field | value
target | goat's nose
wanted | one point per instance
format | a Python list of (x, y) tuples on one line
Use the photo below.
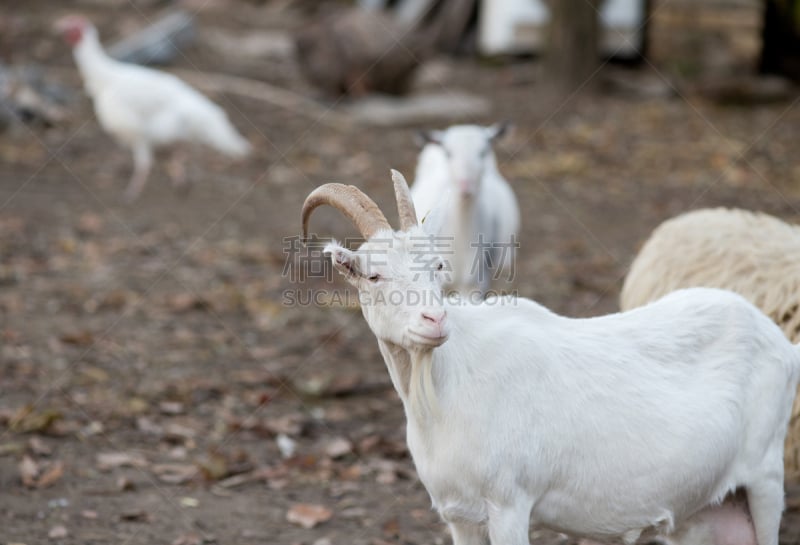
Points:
[(435, 316)]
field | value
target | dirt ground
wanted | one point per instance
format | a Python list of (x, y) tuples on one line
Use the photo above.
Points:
[(150, 371)]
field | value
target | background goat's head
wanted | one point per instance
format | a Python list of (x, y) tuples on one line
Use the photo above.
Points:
[(468, 151), (397, 273)]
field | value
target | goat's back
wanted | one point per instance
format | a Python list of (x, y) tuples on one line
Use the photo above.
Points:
[(640, 418)]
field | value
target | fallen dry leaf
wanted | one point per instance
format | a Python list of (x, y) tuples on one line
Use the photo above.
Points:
[(308, 515), (135, 516), (51, 475), (39, 447), (175, 473), (33, 475), (78, 338), (338, 447), (189, 539), (27, 420), (58, 532), (106, 461), (28, 471)]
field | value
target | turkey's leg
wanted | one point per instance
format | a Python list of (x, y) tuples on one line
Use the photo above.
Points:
[(142, 163)]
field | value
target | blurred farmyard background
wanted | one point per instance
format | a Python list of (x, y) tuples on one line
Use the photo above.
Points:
[(164, 376)]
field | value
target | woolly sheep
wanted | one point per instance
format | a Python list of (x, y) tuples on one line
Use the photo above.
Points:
[(618, 427), (753, 254), (461, 193)]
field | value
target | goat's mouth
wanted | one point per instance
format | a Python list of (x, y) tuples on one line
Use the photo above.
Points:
[(428, 337)]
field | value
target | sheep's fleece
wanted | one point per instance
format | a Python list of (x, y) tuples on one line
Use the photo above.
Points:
[(753, 254)]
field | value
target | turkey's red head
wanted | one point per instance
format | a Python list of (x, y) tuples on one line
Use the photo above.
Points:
[(72, 27)]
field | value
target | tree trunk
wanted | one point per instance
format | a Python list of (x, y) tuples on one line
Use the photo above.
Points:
[(780, 49), (572, 56)]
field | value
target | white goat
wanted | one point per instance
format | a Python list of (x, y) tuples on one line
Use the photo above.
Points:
[(615, 427), (753, 254), (471, 206)]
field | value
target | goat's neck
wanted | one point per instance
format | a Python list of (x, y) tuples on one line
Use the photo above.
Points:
[(93, 62), (461, 229), (400, 362)]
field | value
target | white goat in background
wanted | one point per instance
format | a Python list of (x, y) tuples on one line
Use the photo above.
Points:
[(627, 425), (471, 207)]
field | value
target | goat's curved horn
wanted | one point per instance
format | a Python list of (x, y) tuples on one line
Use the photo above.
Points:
[(351, 202), (405, 205)]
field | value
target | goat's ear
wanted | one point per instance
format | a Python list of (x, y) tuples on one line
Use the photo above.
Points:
[(344, 261), (498, 130), (433, 222), (422, 138)]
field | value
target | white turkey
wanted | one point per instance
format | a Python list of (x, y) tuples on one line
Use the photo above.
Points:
[(144, 108)]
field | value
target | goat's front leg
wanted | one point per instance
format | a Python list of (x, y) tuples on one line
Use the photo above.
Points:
[(766, 506), (508, 524), (467, 533)]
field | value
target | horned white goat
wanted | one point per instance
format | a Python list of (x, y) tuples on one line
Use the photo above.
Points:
[(471, 207), (753, 254), (614, 427)]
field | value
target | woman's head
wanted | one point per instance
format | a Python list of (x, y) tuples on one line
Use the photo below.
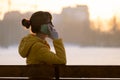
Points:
[(37, 19)]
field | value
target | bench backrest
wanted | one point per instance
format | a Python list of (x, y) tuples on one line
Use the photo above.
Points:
[(59, 71)]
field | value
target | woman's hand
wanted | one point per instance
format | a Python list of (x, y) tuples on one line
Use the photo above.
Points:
[(53, 32)]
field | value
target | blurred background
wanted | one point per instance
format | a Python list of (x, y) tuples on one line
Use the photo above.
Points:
[(90, 29)]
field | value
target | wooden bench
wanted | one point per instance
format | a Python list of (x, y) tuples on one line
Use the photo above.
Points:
[(57, 72)]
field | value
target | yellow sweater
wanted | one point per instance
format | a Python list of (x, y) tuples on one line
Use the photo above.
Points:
[(37, 51)]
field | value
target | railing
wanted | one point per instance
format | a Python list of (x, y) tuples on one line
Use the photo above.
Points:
[(57, 72)]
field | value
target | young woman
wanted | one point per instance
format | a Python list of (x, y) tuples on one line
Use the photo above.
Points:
[(35, 48)]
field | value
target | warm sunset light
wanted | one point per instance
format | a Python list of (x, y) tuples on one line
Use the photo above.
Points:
[(102, 9), (97, 8)]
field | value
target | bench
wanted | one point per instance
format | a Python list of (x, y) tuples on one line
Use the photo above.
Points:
[(57, 72)]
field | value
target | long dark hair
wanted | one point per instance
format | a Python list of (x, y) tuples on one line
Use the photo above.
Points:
[(36, 20)]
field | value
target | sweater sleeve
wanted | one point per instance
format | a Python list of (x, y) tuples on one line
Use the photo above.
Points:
[(49, 57)]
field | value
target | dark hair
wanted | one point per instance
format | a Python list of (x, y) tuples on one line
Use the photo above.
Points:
[(36, 20)]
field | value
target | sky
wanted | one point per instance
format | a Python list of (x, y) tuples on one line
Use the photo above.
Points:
[(97, 8)]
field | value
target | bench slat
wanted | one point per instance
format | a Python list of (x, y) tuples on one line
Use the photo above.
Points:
[(63, 71), (90, 71)]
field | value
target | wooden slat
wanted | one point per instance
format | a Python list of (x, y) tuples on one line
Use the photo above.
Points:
[(26, 71), (60, 71), (90, 71)]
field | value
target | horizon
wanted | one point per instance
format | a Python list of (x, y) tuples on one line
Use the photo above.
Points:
[(104, 9)]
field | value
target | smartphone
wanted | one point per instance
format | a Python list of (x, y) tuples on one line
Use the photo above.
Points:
[(44, 29)]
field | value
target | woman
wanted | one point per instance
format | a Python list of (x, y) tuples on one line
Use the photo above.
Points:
[(35, 48)]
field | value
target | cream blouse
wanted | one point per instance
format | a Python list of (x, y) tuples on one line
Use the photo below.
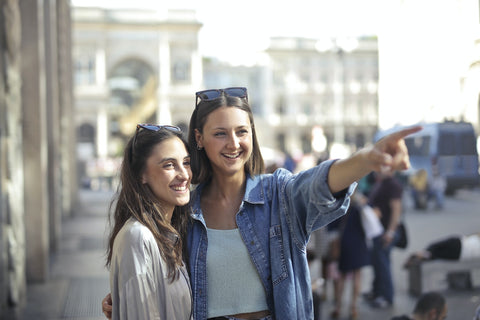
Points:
[(139, 284)]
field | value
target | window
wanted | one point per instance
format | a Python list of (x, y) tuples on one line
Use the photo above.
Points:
[(85, 69), (181, 71)]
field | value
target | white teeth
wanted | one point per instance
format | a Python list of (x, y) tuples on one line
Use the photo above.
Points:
[(232, 156), (179, 188)]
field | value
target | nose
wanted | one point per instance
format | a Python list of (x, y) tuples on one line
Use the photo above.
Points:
[(233, 141), (183, 173)]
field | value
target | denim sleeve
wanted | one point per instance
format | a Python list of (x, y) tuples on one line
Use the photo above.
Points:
[(310, 203)]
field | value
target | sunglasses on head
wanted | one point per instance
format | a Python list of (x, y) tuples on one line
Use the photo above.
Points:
[(153, 127), (212, 94)]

## WHAT IS BEING ASKED:
Once the pictures have been removed, reproduce each line of the material above exactly.

## RESULT OF THE EXERCISE:
field | value
target | goat's nose
wanted | one point per instance
format | a Python list of (x, y) tuples on one line
Use the photo below.
Points:
[(435, 316)]
field | value
target | dirt ground
wanted | one point per instance
format | a Python list of (x, y) tuples on one line
Use the photo above.
Points:
[(150, 371)]
field | value
target | background goat's head
wanted | one point per instance
format | a Python list of (x, y) tuples on one line
Use the photo above.
Points:
[(468, 151), (397, 273)]
field | value
target | goat's back
wanted | one point per instance
format | a Python list of (x, y) tuples on one line
Use the photo above.
Points:
[(640, 418)]
field | value
target | fallen dry leaf
wanted | one point per instance
format | a Python list of (x, y) tuples on one line
Use the photo above.
Points:
[(308, 515), (135, 516), (51, 475), (39, 447), (175, 473), (33, 475), (78, 338), (338, 447), (189, 539), (27, 420), (58, 532), (106, 461), (28, 471)]
field | value
target | turkey's leg
wanted | one point per instance
format | a Python list of (x, y) tuples on one line
Use the photo above.
Points:
[(142, 163)]
field | value
target | blurred farmyard background
wanted | one point per instance
format | a Python list of (x, y) tuples on one line
Use the photo above.
Points:
[(164, 376)]
field | value
target | woolly sheep
wanted | one point per instance
format | a Python list of (x, y) tuples on one line
Use the photo above.
Points:
[(618, 427), (753, 254), (461, 193)]
field | value
target | goat's mouth
wanted | one point per instance
format | a Python list of (x, y) tuples on one line
Use the photo above.
Points:
[(428, 337)]
field | value
target | sheep's fleece
wanted | one point per instance
format | a Python list of (x, y) tuples on one line
Use the photo above.
Points:
[(753, 254)]
field | value
target | turkey's red head
wanted | one point per instance
format | a Python list of (x, y) tuples on one line
Use the photo above.
Points:
[(72, 27)]
field | value
target | tree trunk
wanted | one point per instance
format | a Python list of (x, y) tuples on one line
Use the photo above.
Points:
[(780, 49), (572, 56)]
field | value
target | white goat
wanted | one point per instance
format | a Python list of (x, y) tuples on one line
Use the photo above.
Points:
[(615, 427), (753, 254), (471, 206)]
field | value
target | goat's neck
wanted | one point per instance
format | a Python list of (x, y) tuples on one line
Use the photo above.
Points:
[(93, 62), (461, 229), (400, 362)]
field | value
target | white goat in background
wanted | one point per instance
format | a Python list of (x, y) tuples on one line
Use the photo above.
Points:
[(627, 425), (471, 207)]
field | value
target | goat's curved horn
wanted | one point per instance
format | a Python list of (x, y) tuples on one line
Use the photo above.
Points:
[(351, 202), (405, 205)]
field | value
target | goat's ear
wanted | one point per instance
format | a Python list of (x, y) tuples on one line
Use the photo above.
Points:
[(344, 261), (498, 130), (433, 222), (422, 138)]
field | value
target | white turkey
wanted | one point per instance
format | a Python list of (x, y) tuples on one line
Use the photo above.
Points:
[(144, 108)]
field | value
target | goat's front leg
wanted | one point per instance
format | a Python list of (x, y) tuples on one line
Use the photo above.
Points:
[(766, 506), (508, 524), (467, 533)]
field | value
target | horned white goat
wanted | one point per instance
format | a Python list of (x, y) tuples on one line
Use the photo above.
Points:
[(471, 207), (753, 254), (614, 427)]
field | value
target | woman's head
wanted | one point per instance
format | a Python list of (x, y) tuples on one line
Use the photo below.
Points:
[(37, 19)]
field | value
target | bench backrest
wanted | one point per instance
format | a Python list of (x, y) tuples on one line
Use the photo above.
Points:
[(59, 71)]
field | value
target | woman's hand
wanted | one point per instance
format | a Python list of (x, y) tuples on one line
Use the photo above.
Points:
[(53, 32)]
field | value
target | blurred background
wanted | one point per instance
format | a Python list of (x, y) tuples on one line
Use the photo above.
Points:
[(90, 29)]
field | value
target | wooden bench
wanted | one point per instance
format | a Python list of (x, y) tuples on one line
Use the photo above.
Points:
[(57, 72)]
field | value
target | yellow sweater
wanted | one point per instance
format | a Python list of (x, y) tuples on one line
Use the photo above.
Points:
[(37, 51)]
field | value
target | railing
wanted | one point per instance
format | a Python list of (x, y) tuples on one line
Use the photo above.
Points:
[(57, 72)]
field | value
target | young woman
wanted | one point per instance
format | a Python list of (x, y) tuples on one line
Use the photo above.
Points:
[(35, 48)]
field | value
target | warm sunset light
wanted | one point per instance
format | a Python list of (x, y) tuples on one line
Use the photo above.
Points:
[(102, 9), (97, 8)]
field | value
target | bench
wanted | one point per instance
format | a Python list of (x, y) tuples on one line
Use the photo above.
Points:
[(57, 72)]
field | value
target | long dark hair
wanted | one point per instance
format | a Python list of (x, y) tuples on one line
Use the photo above.
Points:
[(36, 20)]
field | value
target | sweater sleeve
wanted | one point per instance
format | a Python list of (x, y) tuples on one line
Use the photo above.
Points:
[(49, 57)]
field | value
target | dark hair
wanted | one point per instance
format | a Python list of (x, y) tuples on one line
Use the photo above.
Points:
[(36, 20)]
field | value
target | sky
wanted | one point per instance
format | a Python list of (x, y) tuples on one line
Use the photo above.
Points:
[(97, 8)]
field | value
target | bench slat
wanted | one point per instance
format | a Python list of (x, y) tuples on one line
Use the photo above.
Points:
[(63, 71), (90, 71)]
field | value
target | wooden slat
wanted | one point per instance
format | a Python list of (x, y) tuples on one line
Use the photo above.
Points:
[(26, 71), (60, 71), (90, 71)]
field | value
target | horizon
wanted | one point per instance
format | a Python list of (x, y) tuples on one line
Use the photo above.
Points:
[(104, 9)]
field | value
target | smartphone
wanted | one point per instance
format | a Python list of (x, y) tuples on one line
Use the photo above.
Points:
[(44, 29)]
field | value
target | woman
wanted | one point per instance
format | a Python list of (x, y) tuples on one line
Use the photo above.
Points:
[(35, 48)]
field | value
target | cream blouse
wanted | one point per instance
format | a Python list of (x, y) tuples on one line
Use the photo below.
Points:
[(139, 284)]
field | value
target | window
wanted | one point per instance
format | a Python list of (x, y) tuples on one line
Use the photo above.
Points:
[(85, 69), (181, 71)]
field | value
target | white teeth
wanted | one point per instance
format | a Python list of (x, y) tuples on one line
Use the photo above.
Points:
[(232, 156), (179, 188)]
field | value
target | nose
wanted | one point per instance
format | a Python list of (x, y) tuples on one line
Use the photo above.
Points:
[(233, 141), (183, 173)]
field | value
target | denim sleeve
wanted | one point per instance
format | a Python list of (x, y) tuples on one line
Use the photo above.
Points:
[(310, 203)]
field | value
target | sunglasses on head
wanted | one point per instance
format | a Python list of (x, y) tuples on one line
Use the photo above.
Points:
[(153, 127), (212, 94)]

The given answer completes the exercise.